TÂCHE À RÉALISER: Recopie la partie de l'extrait sur le film qui commence par les mots contenant « Deux jeunes frères » et se termine par « d’un avenir meilleur. », en changeant « frères » en « cousins ».

Deux jeunes frères syriens pétris d’espoir décident de partir refaire leurs vies dans des villes étrangères. Ils laisseront tout derrière eux sauf leur infinie soif de vie, leur détermination, leur humour et leur désir d’un avenir meilleur.
Loin de chez nous sort en salle ce mercredi 11 Août dans plusieurs cinémas à Paris et en province après avoir parcouru les plus grands festivals comme le Festival International du Film du Caire 2020 où il a remporté le prix du Meilleur Film et du Meilleur documentaire, .
Il nous donne à voir un récit qui, quoi qu’il épouse une forme documentaire des plus conceptuelles (mélange d’images d’archives, d’images prises sur le vif par le réalisateur, images en caméras cachées, images via téléphone portable) et touche à un sujet des plus actuels et des plus tragiques (l’exil si loin de leur pays d’attache), surprend par son optimisme, et le message qu’il délivre, si loin de ce que l’actualité relaie au quotidien.
En cela, il se range plus volontiers du côté des cinéastes de fiction qui visent à plonger le spectateur dans une histoire « vraie » certes chargée d’émotions, mais dont il rend compte dans son évolution, son inscription dans le temps, avec en toile de fond un jeu de miroir permanent avec la caméra qui recueille quelques confidences que les protagonistes – ses deux cousins Milad et Jamil Khawam – cherchent pourtant eux même à éviter, qu’il n’épouse les motivations de cinéastes documentaires, de journalistes soucieux d’alerter les populations, de rendre compte de la misère humaine.

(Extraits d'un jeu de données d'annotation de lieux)
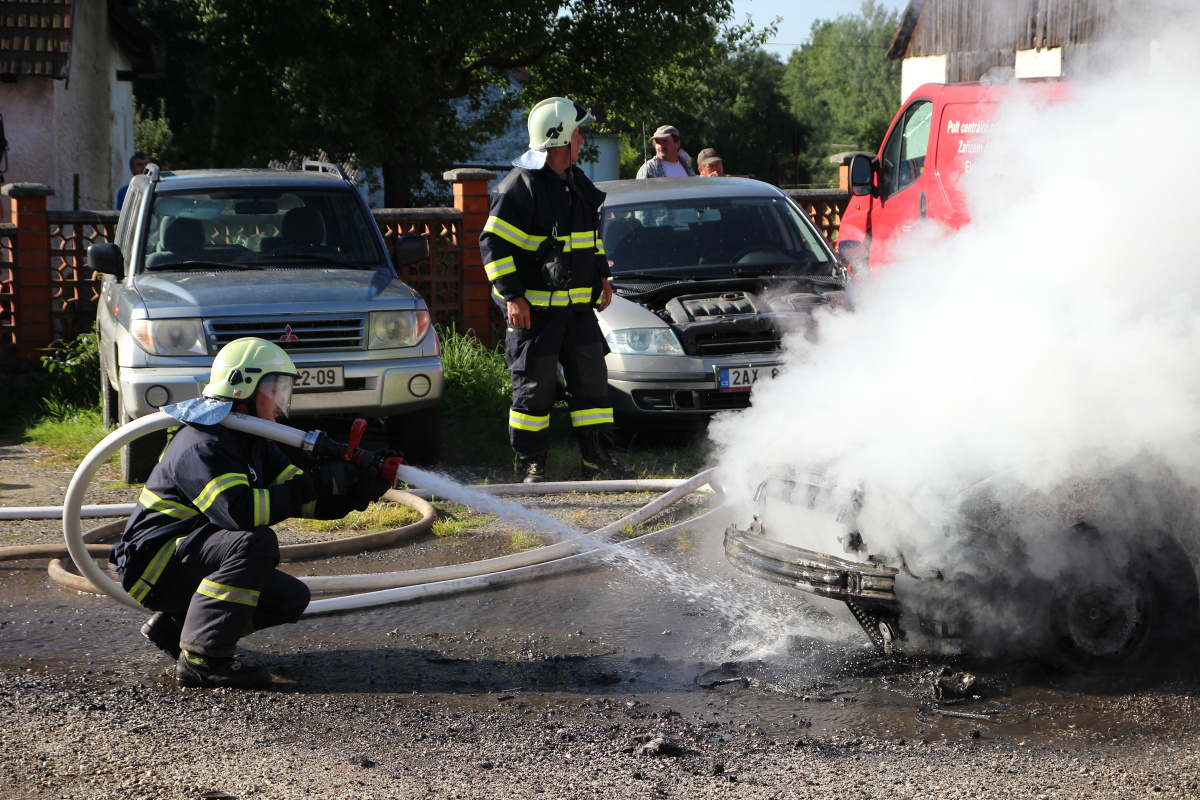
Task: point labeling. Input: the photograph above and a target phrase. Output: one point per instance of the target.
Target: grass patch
(378, 516)
(456, 519)
(477, 382)
(69, 431)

RÉSULTAT DE LA TÂCHE:
Deux jeunes cousins syriens pétris d’espoir décident de partir refaire leurs vies dans des villes étrangères. Ils laisseront tout derrière eux sauf leur infinie soif de vie, leur détermination, leur humour et leur désir d’un avenir meilleur.